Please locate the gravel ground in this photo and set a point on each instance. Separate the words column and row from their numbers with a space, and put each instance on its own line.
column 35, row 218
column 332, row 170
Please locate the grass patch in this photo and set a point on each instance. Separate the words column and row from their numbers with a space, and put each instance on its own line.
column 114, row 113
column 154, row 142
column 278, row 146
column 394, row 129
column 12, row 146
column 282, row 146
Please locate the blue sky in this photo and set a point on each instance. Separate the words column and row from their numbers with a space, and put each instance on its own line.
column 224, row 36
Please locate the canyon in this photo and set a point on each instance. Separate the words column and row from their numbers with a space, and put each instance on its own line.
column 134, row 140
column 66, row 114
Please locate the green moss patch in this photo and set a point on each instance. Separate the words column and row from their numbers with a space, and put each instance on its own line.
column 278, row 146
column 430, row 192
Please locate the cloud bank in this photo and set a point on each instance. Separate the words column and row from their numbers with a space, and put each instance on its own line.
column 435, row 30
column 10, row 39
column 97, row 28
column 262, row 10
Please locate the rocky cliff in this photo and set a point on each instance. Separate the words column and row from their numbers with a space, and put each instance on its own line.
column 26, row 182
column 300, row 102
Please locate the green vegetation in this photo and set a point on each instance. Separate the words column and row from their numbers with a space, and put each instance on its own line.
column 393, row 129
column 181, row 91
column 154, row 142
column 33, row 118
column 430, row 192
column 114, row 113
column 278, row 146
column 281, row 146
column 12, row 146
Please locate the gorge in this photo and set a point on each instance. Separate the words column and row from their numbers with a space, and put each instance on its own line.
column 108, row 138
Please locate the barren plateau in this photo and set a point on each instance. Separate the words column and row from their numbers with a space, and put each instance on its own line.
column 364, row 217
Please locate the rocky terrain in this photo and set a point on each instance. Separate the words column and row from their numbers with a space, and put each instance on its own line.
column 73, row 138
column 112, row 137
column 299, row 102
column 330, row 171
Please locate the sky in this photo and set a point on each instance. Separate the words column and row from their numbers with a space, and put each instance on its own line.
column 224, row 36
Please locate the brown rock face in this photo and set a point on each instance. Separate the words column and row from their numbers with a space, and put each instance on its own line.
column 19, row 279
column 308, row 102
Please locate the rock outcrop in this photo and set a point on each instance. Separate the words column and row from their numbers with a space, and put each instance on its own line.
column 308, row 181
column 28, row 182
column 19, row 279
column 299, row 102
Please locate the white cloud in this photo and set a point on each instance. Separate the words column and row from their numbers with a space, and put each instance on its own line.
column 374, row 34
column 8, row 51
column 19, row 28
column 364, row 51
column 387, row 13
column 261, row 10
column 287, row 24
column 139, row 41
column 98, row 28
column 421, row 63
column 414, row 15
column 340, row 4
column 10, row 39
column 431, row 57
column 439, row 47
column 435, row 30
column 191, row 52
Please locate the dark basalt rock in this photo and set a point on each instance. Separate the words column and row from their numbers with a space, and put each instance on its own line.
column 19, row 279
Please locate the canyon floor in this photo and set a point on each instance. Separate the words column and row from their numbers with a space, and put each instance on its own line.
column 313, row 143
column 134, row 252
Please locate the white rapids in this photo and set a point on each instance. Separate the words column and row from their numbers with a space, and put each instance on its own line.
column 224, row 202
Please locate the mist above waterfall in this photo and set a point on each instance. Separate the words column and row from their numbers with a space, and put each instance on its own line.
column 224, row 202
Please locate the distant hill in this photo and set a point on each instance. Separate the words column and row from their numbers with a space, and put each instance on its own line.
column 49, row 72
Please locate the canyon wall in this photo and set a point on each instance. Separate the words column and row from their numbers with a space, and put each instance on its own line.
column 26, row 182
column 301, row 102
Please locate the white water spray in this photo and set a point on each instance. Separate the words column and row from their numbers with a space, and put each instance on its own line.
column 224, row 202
+--
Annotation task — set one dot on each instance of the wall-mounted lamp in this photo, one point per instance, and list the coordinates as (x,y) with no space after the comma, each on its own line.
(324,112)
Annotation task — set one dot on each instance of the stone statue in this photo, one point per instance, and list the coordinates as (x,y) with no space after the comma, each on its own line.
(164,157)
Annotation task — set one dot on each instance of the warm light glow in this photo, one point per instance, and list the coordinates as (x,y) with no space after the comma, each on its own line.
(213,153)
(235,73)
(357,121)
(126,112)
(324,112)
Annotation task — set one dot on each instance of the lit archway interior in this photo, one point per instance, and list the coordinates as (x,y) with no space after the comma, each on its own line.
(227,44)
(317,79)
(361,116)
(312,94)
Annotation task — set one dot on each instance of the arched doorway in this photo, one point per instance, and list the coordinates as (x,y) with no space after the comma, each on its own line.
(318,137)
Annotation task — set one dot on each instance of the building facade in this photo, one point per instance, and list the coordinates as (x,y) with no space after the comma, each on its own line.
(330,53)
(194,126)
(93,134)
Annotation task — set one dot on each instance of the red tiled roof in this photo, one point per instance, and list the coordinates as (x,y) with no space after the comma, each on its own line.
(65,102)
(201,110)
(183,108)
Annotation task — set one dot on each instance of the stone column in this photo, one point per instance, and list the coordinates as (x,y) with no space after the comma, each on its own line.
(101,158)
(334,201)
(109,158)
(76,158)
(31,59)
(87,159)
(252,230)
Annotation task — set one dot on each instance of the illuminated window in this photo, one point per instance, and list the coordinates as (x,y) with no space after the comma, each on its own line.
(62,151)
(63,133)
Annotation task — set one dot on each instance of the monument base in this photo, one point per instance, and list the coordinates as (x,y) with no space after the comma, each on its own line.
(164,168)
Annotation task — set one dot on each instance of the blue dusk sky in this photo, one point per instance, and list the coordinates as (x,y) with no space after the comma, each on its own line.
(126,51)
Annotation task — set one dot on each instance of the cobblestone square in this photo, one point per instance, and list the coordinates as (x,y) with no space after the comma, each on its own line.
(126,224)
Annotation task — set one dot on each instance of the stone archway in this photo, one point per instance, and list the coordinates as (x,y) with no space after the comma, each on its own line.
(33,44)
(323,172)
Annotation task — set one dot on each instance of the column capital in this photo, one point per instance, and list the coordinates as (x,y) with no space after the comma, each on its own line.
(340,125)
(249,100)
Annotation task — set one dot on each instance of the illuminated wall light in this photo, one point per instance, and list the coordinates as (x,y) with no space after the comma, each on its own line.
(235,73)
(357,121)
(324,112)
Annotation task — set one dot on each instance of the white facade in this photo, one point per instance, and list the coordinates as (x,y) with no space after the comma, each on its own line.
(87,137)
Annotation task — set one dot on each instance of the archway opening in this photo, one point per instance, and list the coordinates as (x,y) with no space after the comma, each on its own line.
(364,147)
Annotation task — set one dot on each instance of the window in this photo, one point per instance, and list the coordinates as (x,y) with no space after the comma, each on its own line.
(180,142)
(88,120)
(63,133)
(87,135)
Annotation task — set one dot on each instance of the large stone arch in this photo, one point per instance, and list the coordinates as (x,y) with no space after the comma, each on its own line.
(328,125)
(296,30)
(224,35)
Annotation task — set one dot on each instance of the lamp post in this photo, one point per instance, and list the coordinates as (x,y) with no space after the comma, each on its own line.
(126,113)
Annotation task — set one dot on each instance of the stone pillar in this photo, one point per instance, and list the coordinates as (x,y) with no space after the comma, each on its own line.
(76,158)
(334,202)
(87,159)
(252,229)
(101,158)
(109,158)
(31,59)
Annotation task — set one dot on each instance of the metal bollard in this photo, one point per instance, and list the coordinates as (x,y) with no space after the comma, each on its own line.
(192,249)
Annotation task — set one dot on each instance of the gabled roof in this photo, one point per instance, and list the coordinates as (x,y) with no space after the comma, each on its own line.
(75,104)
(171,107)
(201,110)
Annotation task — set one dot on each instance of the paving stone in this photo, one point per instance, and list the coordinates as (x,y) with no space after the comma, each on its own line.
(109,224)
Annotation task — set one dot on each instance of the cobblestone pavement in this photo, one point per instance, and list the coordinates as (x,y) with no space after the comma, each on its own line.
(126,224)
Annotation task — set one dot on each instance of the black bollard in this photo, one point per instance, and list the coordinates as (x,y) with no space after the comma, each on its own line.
+--
### TASK INSTRUCTIONS
Please give an exact copy of the entries above, from the line with "of the paving" down to the line with "of the black", inclusive, and nothing else.

### OUTPUT FOR THIS EXERCISE
Annotation task — set one dot on each instance of the paving stone in this photo, one point per instance, and list the coordinates as (x,y) with no space after the comma, each on its own line.
(109,224)
Annotation task — set one dot on each instance of the cobblestone pavement in this photo, one point per instance, and list the coordinates as (x,y) with no space after the comma, each on its own line.
(126,224)
Annotation task — set one dot on each instance of the black bollard in this photo, one point per instance, and list the coordinates as (x,y) with no space after the comma, each on its own line.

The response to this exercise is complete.